**Texto de referencia**
=======

La España disoluta

por Rafael L. Bardají, 26 de noviembre de 2021

Para un español, lo bueno de viajar no es, como suele decirse, poder acercarse a gente distinta y culturas y hábitos diferentes, sino distanciarse de la propia. La distancia geográfica suele conllevar una distancia moral que todo lo pone en su sitio. Normalmente para bien, poniendo de relieve lo que es importante de lo que no lo es. ¿Quién en su sano juicio puede pensar que alguien como Teodoro García Egea pasará a los anales de la Historia? ¿O que los ajustes de cuentas entre Cayetana y sus compañeros de bancada van a ser estudiados por las generaciones futuras?

 

Ciertamente es sorprendente cómo estar en la oposición agudiza en los políticos sus más bajas tendencias cainitas, incluso cuando corren en contra de sus intereses. Pero ya sabemos gracias al historiador económico Carlo Maria Cipolla en su altamente recomendable ensayo Historia de la estupidez, que el estúpido es aquel que se hace daño a sí mismo, haciendo daño a los demás. Lo malo es que el demuestra cómo la tasa de estupidez humana es constante en cualquier agrupación social que nos inventemos. De Moncloa podemos pensar en la mandad; de Génova, claramente, en la estupidez.

 

Muchos achacan las perversiones de la política española a las ambiciones personales. Y no digo que el ansia de poder de los individuos no tenga relevancia, pero me inclino a pensar que es el propio sistema, la partitocracia instaurada en eso que muchos llaman “el régimen del 78”, lo que permite y alimenta la mayoría de nuestros males. Los políticos están dispuestos a matar porque aman disfrutar de una posición de poder. Poder no necesariamente para hacer cosas o imponer sus ideas, sino, más mundanamente, para que se les haga algo de caso. Y eso va desde que un director de periódico se les ponga al teléfono hasta contar con coche oficial, por citar solamente dos casos.

=======

**Conjunto de registros**
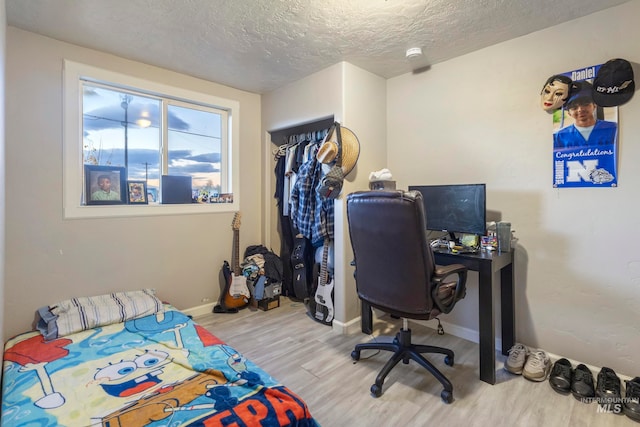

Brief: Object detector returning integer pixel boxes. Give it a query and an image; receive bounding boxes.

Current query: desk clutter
[431,221,517,254]
[504,343,640,422]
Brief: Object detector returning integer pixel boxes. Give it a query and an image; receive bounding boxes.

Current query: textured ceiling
[6,0,629,93]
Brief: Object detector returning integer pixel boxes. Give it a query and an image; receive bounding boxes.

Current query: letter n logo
[567,160,598,182]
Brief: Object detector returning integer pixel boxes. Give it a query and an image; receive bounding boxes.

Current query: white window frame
[62,59,240,219]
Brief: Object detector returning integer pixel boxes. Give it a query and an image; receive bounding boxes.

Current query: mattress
[1,305,318,427]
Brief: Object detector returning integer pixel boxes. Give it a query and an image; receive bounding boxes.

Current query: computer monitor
[409,184,487,238]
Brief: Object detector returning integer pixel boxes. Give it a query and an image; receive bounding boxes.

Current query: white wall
[387,1,640,376]
[0,0,7,348]
[3,27,262,342]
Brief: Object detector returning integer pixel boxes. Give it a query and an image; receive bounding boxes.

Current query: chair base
[351,328,454,403]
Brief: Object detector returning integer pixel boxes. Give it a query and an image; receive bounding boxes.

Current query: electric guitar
[222,212,251,310]
[314,238,333,323]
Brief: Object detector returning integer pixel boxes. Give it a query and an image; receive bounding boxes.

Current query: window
[63,61,239,218]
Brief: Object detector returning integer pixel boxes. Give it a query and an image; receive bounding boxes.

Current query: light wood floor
[194,298,640,427]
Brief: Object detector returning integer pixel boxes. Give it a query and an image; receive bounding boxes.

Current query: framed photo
[127,181,149,205]
[84,165,127,205]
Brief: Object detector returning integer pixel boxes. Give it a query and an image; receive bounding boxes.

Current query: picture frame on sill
[84,165,127,205]
[127,181,149,205]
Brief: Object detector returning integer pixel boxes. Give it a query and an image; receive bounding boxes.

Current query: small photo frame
[84,165,127,205]
[127,181,149,205]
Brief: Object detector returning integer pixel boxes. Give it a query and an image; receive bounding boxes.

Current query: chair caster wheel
[371,384,382,397]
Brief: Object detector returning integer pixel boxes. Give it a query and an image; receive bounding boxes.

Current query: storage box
[258,295,280,311]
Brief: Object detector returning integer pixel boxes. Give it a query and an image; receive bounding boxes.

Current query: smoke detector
[406,47,422,59]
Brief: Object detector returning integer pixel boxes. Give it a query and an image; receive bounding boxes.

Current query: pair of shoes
[623,377,640,422]
[549,358,573,394]
[522,350,551,381]
[504,343,529,375]
[596,366,622,414]
[571,363,596,403]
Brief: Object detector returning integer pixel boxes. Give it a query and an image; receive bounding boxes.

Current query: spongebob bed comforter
[2,306,318,427]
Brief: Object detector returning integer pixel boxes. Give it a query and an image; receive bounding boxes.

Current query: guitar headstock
[231,212,242,230]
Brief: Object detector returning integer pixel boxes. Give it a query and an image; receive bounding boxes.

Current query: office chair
[347,190,467,403]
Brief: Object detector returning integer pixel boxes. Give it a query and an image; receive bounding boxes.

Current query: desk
[361,248,515,384]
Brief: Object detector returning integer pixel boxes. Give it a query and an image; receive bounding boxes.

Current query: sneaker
[596,367,622,413]
[522,350,551,381]
[504,343,529,375]
[571,363,596,403]
[549,358,573,394]
[624,377,640,422]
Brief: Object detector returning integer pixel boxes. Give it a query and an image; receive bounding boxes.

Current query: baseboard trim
[180,302,217,317]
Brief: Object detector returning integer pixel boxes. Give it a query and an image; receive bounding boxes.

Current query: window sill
[64,200,239,219]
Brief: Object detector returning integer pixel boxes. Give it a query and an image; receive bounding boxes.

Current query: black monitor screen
[409,184,487,235]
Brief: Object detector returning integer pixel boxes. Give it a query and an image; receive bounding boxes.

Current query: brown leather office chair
[347,190,467,403]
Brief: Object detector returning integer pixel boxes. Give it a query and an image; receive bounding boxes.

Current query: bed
[2,290,318,427]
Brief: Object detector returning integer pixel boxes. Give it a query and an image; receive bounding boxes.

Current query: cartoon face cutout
[540,79,569,113]
[94,350,169,397]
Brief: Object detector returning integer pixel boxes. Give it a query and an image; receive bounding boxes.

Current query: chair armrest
[431,264,468,313]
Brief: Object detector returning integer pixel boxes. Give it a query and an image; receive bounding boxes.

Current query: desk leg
[478,263,496,384]
[500,263,516,356]
[360,300,373,335]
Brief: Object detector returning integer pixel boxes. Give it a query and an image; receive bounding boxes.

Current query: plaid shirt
[290,156,334,247]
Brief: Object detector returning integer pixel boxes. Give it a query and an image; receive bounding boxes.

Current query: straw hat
[316,125,360,176]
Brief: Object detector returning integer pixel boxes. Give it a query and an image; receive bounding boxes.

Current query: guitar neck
[231,230,242,276]
[319,238,329,286]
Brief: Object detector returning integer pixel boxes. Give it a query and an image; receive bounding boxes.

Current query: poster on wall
[543,65,618,188]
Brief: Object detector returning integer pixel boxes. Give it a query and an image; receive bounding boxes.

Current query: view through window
[82,81,228,203]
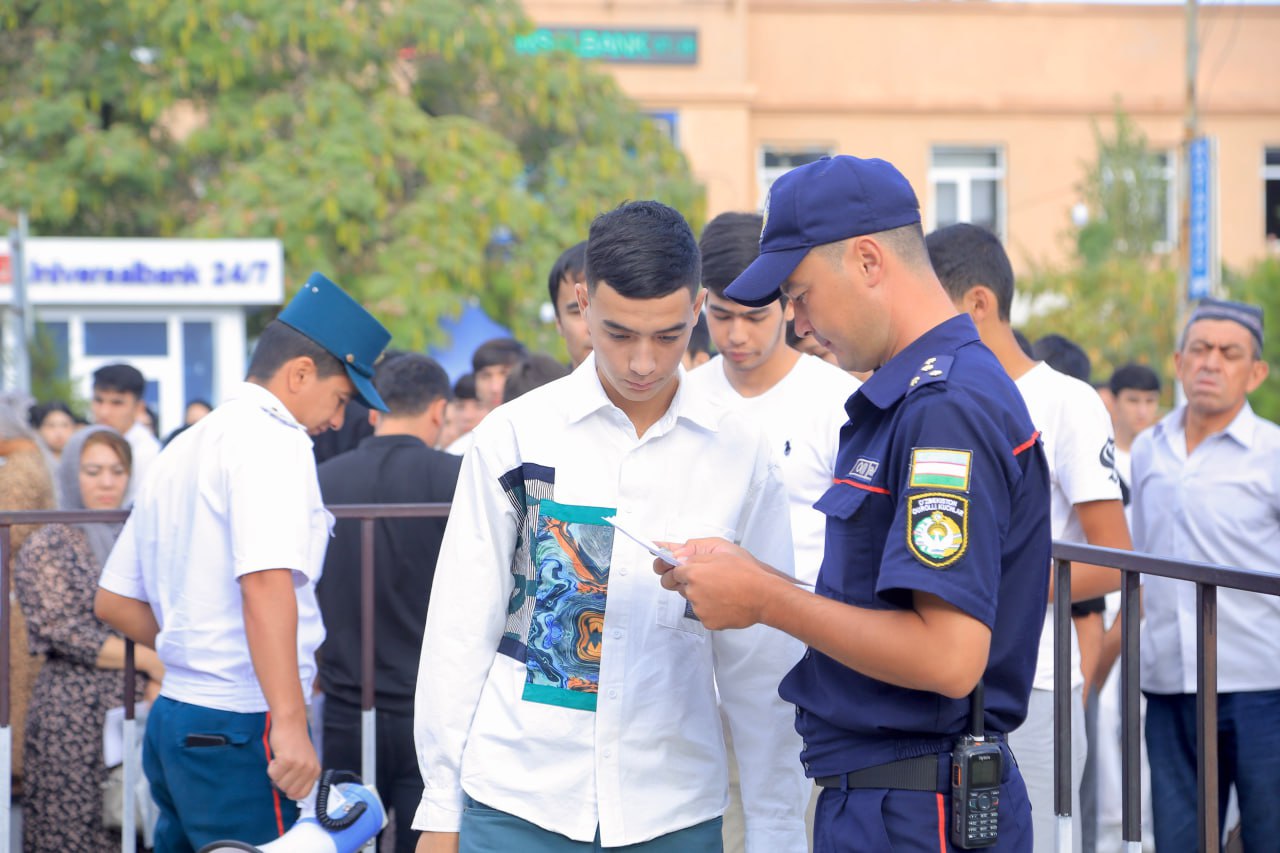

=======

**Consigna**
En el texto sobre la política española, ¿cómo define Carlo Maria Cipolla al estúpido?

**Respuesta del ejercicio**
Como aquel que se hace daño a sí mismo haciendo daño a los demás.